-- start SUPPLIED ENTRIES --

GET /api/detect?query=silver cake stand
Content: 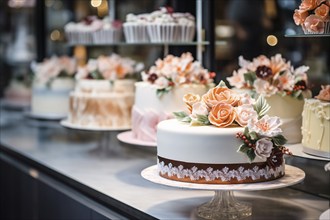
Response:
[60,119,130,157]
[141,165,305,219]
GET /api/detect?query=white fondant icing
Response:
[302,99,330,157]
[157,119,264,164]
[132,82,208,141]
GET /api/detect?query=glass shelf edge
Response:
[67,41,209,47]
[284,34,330,37]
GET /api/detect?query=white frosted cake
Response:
[31,56,77,118]
[302,85,330,158]
[68,79,134,129]
[227,54,311,144]
[132,82,208,142]
[68,54,143,129]
[157,81,289,184]
[31,78,75,118]
[132,53,213,142]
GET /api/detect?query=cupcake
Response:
[123,14,149,43]
[148,7,195,42]
[93,17,122,44]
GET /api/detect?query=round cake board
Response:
[117,131,157,147]
[141,165,305,191]
[141,165,305,220]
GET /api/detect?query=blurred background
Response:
[0,0,330,101]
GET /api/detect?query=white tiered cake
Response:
[157,84,289,184]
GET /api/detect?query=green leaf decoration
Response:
[292,90,303,99]
[237,144,256,163]
[272,134,287,146]
[91,70,104,79]
[156,86,172,98]
[243,127,250,138]
[244,72,257,86]
[246,148,256,162]
[253,95,270,118]
[216,80,228,88]
[237,144,250,154]
[197,115,211,125]
[249,131,258,140]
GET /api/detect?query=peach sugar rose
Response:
[202,87,240,108]
[315,85,330,102]
[208,102,236,127]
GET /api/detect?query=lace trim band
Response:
[157,156,285,184]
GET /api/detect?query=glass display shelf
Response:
[67,41,209,47]
[284,34,330,37]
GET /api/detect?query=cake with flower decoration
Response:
[132,53,215,142]
[227,54,311,144]
[68,54,143,129]
[31,56,77,118]
[293,0,330,34]
[157,82,290,184]
[302,85,330,158]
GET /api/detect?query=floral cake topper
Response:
[315,85,330,102]
[142,52,215,97]
[174,81,291,165]
[227,54,309,99]
[76,53,144,81]
[293,0,330,34]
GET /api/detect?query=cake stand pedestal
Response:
[60,120,130,157]
[141,165,305,219]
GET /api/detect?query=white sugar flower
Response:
[253,79,278,96]
[87,59,97,72]
[254,138,274,160]
[155,77,169,89]
[247,115,282,137]
[235,104,258,127]
[277,71,295,91]
[227,68,248,89]
[191,102,209,120]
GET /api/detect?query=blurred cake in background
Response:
[93,17,123,44]
[227,54,311,144]
[132,53,215,142]
[68,54,143,129]
[302,85,330,158]
[64,16,103,44]
[31,56,77,118]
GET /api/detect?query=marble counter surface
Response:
[0,111,329,219]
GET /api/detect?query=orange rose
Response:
[208,102,236,128]
[202,87,240,108]
[315,85,330,102]
[299,0,319,11]
[293,9,308,25]
[183,93,201,113]
[315,4,329,21]
[304,15,324,34]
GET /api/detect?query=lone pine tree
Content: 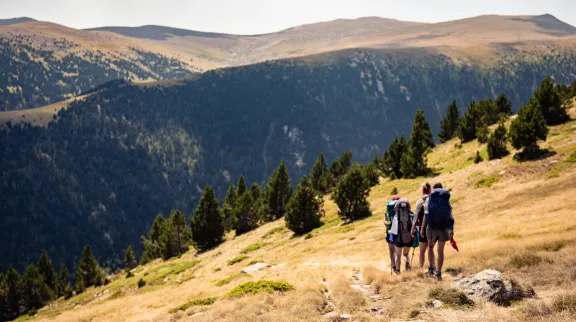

-- end SUPPLIED ENTRIES --

INSTRUCTION -
Rewrite the stretch of entries from the line containing "GET /api/detect?query=floral cake topper" through the line containing "[191,102,209,120]", both included, keeping the request lines intact. Scale every bounding-box coordinate by 1.35 and round each to a whole number, rounding halves up.

WRITTEN RESPONSE -
GET /api/detect?query=floral cake topper
Response:
[425,115,446,138]
[192,70,290,131]
[235,109,393,223]
[306,73,417,134]
[103,72,194,109]
[396,0,446,46]
GET /api/detect?query=cake stand pedestal
Response:
[81,162,176,212]
[190,223,412,296]
GET /api/detect?query=white sugar flower
Response:
[342,107,375,130]
[117,80,131,97]
[343,186,370,216]
[209,104,228,120]
[333,155,381,185]
[317,140,348,171]
[374,96,398,123]
[306,92,335,120]
[258,138,282,162]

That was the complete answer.